YOUR GOAL: Rewrite every line of the items below as a JSON list of strings, one string per line, leaving out blank lines and the pictures.

•••

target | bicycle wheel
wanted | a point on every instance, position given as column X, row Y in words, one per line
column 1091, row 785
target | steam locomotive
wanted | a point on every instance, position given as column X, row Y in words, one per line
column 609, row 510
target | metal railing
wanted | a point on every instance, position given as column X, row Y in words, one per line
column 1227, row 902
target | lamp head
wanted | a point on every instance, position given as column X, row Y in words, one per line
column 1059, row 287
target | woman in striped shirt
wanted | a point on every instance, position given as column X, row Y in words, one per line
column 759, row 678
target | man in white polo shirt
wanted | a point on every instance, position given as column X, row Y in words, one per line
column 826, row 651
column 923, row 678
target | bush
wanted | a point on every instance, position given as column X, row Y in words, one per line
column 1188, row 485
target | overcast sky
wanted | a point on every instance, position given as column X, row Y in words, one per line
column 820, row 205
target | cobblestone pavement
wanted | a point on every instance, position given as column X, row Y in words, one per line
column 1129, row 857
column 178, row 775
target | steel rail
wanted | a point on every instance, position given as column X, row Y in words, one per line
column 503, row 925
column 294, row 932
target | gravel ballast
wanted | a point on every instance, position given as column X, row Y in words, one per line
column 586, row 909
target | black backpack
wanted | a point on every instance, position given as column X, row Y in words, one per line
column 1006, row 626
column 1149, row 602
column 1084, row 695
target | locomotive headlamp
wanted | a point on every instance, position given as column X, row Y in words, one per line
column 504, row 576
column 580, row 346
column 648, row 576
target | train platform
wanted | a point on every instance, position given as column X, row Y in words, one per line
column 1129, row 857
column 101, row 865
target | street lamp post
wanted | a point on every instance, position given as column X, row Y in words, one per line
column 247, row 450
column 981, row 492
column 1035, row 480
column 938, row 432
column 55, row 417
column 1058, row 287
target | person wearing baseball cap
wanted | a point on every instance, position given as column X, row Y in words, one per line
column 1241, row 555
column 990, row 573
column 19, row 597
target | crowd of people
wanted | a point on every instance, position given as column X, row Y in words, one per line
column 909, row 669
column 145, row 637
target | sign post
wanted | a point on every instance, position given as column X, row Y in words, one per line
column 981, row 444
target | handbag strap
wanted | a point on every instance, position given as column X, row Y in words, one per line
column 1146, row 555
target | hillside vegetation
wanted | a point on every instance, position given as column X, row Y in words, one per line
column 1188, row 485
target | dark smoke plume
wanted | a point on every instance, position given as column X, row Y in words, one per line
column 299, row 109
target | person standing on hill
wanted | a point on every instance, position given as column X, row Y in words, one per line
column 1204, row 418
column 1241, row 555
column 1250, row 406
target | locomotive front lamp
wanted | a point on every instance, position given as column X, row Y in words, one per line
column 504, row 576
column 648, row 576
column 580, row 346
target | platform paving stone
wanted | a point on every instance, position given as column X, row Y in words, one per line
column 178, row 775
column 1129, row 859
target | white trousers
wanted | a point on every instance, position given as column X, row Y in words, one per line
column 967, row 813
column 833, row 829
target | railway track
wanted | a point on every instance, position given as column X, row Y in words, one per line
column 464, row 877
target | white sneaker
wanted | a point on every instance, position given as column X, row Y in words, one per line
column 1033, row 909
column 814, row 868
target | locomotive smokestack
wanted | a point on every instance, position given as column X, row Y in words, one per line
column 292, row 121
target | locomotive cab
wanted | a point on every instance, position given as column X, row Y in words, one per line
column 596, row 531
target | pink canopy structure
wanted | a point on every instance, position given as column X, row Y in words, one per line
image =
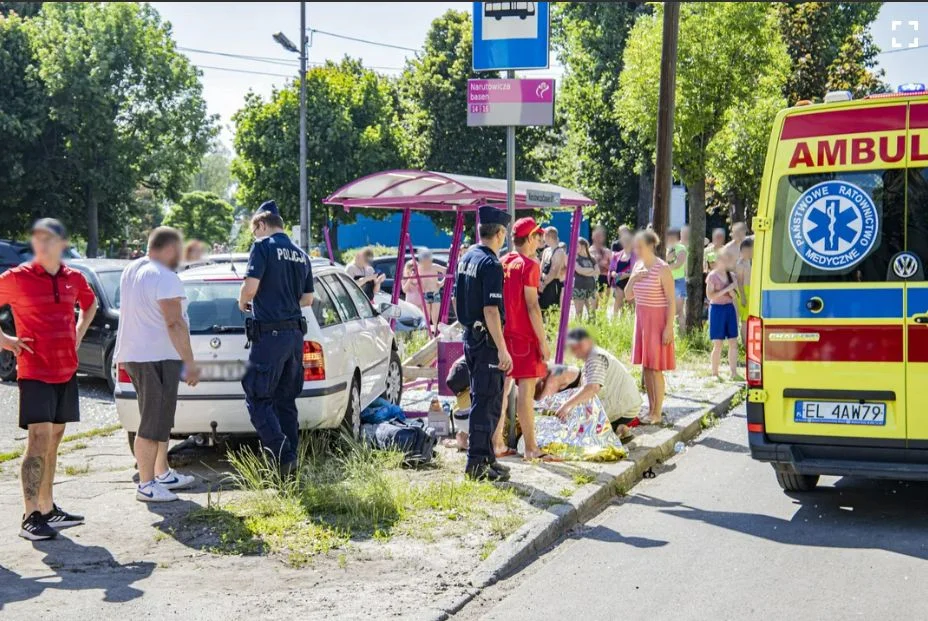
column 422, row 190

•••

WORKED ANSWER:
[
  "target | bicycle wheel",
  "wanted | a point on every instance, position given as column X, row Y in words, one per line",
  "column 1091, row 785",
  "target | steam locomotive",
  "wanted | a point on every instance, position given as column X, row Y in words, one per line",
  "column 609, row 510",
  "target | metal railing",
  "wanted | a point on every instance, position given as column X, row Y in words, one per line",
  "column 1227, row 902",
  "target | lamp head",
  "wanted | a point on every instance, position given as column X, row Y in words, one per line",
  "column 1059, row 287",
  "target | woman in striped shirt",
  "wanted | a point on every instance, position given as column X, row Y in words, one per line",
  "column 759, row 678",
  "target | man in white polo shirt",
  "wanted | a point on every instance, position given as column X, row Y in words, one per line",
  "column 826, row 651",
  "column 923, row 678",
  "target | bush",
  "wanted | a point on every instance, position given as column X, row Y in words, one per line",
  "column 1188, row 485",
  "target | overcast sky",
  "wanted | a point on every instance, position given as column X, row Y in words, one per line",
  "column 820, row 205",
  "target | cobblestone pavement",
  "wanted | a point on every instance, position given as column X, row Y in words, one per line",
  "column 1129, row 857",
  "column 178, row 775",
  "target | steel rail",
  "wanted | a point on every instance, position given as column X, row Y in words, one per line",
  "column 503, row 925",
  "column 294, row 932",
  "target | gravel ballast",
  "wanted | a point on every instance, position given as column X, row Y in words, one per line",
  "column 586, row 909",
  "target | black backpack",
  "wanted | a point on every instance, position given as column X, row Y in words, one per line",
  "column 1006, row 626",
  "column 1149, row 602",
  "column 1084, row 695",
  "target | locomotive headlamp",
  "wanted | a point on every instance, position given as column X, row Y in words, one per line",
  "column 504, row 576",
  "column 580, row 346",
  "column 648, row 576",
  "target | train platform",
  "wanted | a point on every instance, position given as column X, row Y in words, one per line",
  "column 1129, row 857",
  "column 101, row 865",
  "target | street lamp post",
  "wanted | a point on every instance, position given as column X, row Y in words, one per line",
  "column 247, row 450",
  "column 981, row 492",
  "column 1035, row 480",
  "column 938, row 432",
  "column 55, row 417",
  "column 1058, row 287",
  "target | person wearing baseball cap",
  "wanted | a point on every instance, position given as column X, row Y in words, one per line",
  "column 1241, row 555",
  "column 990, row 573",
  "column 19, row 597",
  "target | crowd of people",
  "wanted | a point on every instance, position given as column X, row Y in words, one per line",
  "column 909, row 669",
  "column 145, row 637",
  "target | sign post",
  "wanted | a point on every instance, position given as column X, row Y in words, one per line",
  "column 981, row 444",
  "target | handbag strap",
  "wanted | a point on every instance, position given as column X, row Y in words, one per line",
  "column 1146, row 555",
  "target | hillside vegetation",
  "wanted | a point on every instance, position given as column X, row Y in words, one per line",
  "column 1188, row 485",
  "target | dark smoke plume",
  "wanted | a point on every instance, position given as column X, row Y in words, one per line",
  "column 299, row 109",
  "target | person standing on hill",
  "wanted | a point on every instance, position given as column X, row Y in words, one per line",
  "column 1204, row 418",
  "column 1241, row 555",
  "column 1250, row 406",
  "target | locomotive front lamp",
  "wanted | a point on every instance, position given as column X, row Y in words, one per line",
  "column 504, row 576",
  "column 648, row 576",
  "column 580, row 346",
  "target | platform paving stone",
  "wanted | a point on every instance, position given as column X, row Y in words, one per line",
  "column 178, row 775",
  "column 1129, row 859",
  "target | white trousers",
  "wanted | a point on every instance, position given as column X, row Y in words, one per line",
  "column 967, row 813",
  "column 833, row 829",
  "target | railway track",
  "wanted | a point on every instance, position given as column X, row Y in words, one per line",
  "column 464, row 877",
  "target | white sneaker",
  "wanted | a point on every instance, position given as column X, row Y in words, one per line",
  "column 1033, row 909",
  "column 814, row 868",
  "target | locomotive smokestack",
  "wanted | a point on every instance, position given as column X, row Y in words, one per line",
  "column 292, row 121",
  "target | locomotive cab",
  "wanted | a point on every instance, position given as column X, row Y in words, one per line",
  "column 596, row 531",
  "target | pink canopy structure",
  "wanted | a point on every instance, position given as column X, row Y in words, one per line",
  "image =",
  "column 422, row 190"
]